The problem:
Filter these records by the string "clicks", copying each line that holds it.

(Stored data entries)
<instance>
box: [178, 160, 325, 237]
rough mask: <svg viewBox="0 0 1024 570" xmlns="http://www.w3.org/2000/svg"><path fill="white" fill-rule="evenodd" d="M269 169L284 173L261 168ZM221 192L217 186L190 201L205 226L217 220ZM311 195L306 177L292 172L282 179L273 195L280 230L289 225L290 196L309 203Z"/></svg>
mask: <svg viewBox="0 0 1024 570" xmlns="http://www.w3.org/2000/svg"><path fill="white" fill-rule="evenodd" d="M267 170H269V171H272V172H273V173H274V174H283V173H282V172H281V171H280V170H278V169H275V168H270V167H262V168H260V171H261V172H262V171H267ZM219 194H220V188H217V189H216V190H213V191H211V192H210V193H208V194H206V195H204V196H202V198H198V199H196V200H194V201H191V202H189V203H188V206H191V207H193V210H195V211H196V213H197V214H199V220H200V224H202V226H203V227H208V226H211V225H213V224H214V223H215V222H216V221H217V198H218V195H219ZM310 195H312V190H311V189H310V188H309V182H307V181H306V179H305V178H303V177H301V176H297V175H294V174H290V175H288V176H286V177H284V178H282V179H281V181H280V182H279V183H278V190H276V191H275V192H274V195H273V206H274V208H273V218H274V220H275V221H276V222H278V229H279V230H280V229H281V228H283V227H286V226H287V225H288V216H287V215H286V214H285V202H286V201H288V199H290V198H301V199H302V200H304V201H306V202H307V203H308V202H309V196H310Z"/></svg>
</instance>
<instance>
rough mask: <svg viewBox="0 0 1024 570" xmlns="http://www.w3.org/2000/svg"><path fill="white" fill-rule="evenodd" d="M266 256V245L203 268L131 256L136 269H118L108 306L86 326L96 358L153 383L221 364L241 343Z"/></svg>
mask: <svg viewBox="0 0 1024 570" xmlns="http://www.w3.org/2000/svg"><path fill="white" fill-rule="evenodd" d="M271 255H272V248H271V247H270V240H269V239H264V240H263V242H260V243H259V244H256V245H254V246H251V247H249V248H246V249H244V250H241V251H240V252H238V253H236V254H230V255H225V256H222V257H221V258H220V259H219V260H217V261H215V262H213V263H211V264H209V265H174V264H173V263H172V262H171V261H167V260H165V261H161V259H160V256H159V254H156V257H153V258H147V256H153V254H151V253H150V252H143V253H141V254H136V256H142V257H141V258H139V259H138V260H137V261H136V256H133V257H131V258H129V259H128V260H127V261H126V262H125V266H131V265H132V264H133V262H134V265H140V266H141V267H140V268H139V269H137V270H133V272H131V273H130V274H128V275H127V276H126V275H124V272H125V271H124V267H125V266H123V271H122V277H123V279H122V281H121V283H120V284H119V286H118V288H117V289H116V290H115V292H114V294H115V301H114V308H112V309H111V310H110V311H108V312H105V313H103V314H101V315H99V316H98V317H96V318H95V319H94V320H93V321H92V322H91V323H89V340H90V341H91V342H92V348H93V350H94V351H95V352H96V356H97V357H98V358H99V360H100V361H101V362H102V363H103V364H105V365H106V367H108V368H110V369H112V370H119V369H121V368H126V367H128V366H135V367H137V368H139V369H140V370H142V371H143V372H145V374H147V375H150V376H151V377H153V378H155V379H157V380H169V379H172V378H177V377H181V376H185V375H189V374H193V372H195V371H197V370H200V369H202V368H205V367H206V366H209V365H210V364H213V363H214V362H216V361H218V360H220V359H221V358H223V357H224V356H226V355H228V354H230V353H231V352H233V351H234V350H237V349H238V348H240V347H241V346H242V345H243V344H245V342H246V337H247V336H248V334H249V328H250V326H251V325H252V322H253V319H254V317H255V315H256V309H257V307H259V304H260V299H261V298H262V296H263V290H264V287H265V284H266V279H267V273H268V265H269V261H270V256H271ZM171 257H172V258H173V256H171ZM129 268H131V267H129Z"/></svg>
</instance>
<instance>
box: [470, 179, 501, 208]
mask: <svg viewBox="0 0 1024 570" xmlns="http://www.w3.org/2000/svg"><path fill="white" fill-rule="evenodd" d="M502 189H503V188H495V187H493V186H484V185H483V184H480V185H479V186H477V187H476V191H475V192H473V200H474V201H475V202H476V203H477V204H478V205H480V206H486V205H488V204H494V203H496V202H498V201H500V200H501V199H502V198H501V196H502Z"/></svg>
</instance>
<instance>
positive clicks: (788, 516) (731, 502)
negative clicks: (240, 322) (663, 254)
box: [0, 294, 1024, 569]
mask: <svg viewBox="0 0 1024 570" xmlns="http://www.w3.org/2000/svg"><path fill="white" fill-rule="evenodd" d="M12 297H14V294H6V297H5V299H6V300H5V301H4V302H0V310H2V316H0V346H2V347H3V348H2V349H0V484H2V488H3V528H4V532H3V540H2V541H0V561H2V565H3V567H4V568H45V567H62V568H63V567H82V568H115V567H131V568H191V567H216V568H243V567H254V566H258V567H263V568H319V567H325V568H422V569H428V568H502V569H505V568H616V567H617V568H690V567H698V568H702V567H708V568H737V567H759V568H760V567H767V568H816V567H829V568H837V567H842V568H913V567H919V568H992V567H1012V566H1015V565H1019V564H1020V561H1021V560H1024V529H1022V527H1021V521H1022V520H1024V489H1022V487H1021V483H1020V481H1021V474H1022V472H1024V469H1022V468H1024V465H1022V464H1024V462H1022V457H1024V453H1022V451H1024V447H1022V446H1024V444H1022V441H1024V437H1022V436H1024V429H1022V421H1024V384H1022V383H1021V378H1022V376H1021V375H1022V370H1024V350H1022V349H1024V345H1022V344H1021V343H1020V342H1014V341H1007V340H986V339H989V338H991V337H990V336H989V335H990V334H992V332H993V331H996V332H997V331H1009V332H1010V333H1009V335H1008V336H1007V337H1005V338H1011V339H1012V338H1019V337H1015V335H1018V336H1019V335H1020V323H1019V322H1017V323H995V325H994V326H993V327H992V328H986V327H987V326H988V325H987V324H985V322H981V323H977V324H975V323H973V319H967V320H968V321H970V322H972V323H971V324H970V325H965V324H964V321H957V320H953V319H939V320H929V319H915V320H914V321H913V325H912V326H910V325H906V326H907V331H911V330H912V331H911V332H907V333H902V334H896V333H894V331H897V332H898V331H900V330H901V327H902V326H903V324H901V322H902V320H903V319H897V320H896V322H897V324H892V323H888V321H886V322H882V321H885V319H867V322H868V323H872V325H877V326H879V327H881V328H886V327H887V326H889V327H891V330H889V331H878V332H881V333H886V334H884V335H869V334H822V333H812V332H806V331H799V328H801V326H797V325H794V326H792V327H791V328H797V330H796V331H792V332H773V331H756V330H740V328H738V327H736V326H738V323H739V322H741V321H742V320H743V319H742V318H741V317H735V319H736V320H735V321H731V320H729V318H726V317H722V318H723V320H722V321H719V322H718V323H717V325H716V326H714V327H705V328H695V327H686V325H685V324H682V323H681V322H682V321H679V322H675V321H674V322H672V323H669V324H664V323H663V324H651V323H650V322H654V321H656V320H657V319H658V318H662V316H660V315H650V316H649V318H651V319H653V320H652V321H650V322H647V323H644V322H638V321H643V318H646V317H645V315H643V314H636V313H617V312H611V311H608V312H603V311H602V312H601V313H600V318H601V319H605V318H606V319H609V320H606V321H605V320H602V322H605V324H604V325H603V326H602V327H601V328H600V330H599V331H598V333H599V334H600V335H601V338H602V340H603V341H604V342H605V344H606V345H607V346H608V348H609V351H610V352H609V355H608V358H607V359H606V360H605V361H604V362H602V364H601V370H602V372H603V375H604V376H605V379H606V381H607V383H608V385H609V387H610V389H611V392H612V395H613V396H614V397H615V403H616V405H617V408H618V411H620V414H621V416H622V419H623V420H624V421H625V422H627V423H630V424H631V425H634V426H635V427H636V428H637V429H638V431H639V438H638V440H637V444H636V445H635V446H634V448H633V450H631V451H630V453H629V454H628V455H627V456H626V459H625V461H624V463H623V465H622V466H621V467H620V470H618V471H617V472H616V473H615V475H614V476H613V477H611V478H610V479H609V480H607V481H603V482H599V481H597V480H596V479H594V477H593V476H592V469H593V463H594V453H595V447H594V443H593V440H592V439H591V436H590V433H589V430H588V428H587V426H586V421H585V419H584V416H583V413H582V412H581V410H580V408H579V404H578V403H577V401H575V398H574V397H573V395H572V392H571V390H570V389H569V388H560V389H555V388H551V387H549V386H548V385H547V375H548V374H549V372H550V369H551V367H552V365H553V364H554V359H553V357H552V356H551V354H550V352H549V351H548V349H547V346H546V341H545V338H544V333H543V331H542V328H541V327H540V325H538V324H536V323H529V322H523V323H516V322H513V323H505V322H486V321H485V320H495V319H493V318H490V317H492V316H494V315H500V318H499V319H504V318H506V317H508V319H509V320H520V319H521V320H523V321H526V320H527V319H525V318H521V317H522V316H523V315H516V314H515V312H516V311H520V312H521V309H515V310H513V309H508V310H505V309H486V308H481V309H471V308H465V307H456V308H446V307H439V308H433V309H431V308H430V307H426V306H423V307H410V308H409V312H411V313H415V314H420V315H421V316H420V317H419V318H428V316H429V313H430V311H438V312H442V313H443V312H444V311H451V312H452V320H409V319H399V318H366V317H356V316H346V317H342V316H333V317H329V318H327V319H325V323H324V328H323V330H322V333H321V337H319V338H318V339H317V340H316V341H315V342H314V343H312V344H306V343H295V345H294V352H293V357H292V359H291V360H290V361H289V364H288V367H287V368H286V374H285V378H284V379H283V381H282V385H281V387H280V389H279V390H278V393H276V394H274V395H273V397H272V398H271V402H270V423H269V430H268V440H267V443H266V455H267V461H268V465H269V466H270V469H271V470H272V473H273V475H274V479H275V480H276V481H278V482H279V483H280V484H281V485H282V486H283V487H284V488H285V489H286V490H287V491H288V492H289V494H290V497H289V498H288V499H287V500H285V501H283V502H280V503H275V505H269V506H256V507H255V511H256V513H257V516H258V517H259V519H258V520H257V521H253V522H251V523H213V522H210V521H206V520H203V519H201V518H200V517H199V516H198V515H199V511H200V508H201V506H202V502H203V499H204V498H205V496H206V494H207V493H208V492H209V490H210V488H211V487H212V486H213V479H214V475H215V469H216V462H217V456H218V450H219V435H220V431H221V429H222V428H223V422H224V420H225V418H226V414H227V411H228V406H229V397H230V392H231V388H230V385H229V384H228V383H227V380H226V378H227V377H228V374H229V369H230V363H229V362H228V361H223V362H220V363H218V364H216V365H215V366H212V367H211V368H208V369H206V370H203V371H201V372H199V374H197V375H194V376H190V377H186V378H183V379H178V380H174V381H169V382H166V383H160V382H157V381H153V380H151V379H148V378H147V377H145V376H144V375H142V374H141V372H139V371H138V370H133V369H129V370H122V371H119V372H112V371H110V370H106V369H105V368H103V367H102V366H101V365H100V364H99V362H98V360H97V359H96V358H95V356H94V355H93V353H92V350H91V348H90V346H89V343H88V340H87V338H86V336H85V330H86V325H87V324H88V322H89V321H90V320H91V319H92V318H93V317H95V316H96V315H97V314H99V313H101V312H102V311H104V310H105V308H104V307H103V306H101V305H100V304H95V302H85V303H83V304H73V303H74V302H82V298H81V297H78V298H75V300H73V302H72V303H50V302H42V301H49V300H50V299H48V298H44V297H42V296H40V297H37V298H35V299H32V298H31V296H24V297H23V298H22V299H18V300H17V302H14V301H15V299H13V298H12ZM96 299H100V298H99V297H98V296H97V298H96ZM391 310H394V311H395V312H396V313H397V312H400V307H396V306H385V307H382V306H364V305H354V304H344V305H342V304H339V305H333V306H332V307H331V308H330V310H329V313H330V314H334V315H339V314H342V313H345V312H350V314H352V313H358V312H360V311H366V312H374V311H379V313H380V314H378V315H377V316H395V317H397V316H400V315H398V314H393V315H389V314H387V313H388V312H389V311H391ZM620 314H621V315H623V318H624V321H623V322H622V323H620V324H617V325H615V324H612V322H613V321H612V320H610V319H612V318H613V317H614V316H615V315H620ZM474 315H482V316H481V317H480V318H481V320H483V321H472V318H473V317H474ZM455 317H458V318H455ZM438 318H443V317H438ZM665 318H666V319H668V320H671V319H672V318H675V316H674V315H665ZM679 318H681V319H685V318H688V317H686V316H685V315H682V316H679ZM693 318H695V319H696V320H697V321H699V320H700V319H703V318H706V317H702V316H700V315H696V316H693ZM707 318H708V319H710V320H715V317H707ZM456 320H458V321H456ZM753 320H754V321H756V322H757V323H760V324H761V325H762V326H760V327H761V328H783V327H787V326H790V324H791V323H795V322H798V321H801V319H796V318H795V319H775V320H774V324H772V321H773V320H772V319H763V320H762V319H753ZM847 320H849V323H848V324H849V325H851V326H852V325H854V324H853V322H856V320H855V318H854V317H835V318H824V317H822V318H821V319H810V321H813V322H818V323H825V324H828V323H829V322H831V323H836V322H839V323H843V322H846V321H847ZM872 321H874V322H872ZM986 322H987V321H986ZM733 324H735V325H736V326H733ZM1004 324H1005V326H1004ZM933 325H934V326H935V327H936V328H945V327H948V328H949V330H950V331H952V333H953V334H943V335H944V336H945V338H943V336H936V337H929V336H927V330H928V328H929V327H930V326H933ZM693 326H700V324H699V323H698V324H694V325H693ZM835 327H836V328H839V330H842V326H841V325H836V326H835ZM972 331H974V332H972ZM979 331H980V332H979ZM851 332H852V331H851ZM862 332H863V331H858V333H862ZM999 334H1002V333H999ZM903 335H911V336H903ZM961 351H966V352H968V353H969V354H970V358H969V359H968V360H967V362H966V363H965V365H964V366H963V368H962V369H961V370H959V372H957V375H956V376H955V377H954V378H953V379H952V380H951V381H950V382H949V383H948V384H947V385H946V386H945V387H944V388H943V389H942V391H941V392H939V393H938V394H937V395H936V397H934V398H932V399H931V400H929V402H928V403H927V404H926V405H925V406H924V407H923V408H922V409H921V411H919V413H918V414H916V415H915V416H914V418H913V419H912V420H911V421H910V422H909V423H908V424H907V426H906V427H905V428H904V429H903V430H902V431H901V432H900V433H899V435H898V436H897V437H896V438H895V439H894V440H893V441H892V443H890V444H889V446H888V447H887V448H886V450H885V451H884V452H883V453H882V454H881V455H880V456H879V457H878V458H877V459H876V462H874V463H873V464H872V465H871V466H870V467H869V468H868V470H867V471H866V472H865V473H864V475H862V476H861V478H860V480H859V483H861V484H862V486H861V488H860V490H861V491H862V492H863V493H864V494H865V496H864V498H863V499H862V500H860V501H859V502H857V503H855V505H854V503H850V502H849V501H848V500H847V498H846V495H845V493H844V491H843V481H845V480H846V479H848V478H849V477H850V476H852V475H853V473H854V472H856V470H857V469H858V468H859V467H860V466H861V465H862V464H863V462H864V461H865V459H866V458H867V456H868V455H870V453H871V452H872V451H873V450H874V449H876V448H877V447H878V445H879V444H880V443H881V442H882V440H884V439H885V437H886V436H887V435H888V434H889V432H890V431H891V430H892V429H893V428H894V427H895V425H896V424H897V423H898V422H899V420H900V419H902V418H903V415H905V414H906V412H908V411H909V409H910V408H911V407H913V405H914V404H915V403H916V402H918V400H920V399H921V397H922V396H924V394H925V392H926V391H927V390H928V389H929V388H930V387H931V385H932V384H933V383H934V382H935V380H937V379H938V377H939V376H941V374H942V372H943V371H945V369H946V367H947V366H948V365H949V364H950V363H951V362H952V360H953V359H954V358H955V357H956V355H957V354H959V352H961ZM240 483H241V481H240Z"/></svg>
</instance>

Your response:
positive clicks: (788, 516) (731, 502)
negative clicks: (240, 322) (663, 254)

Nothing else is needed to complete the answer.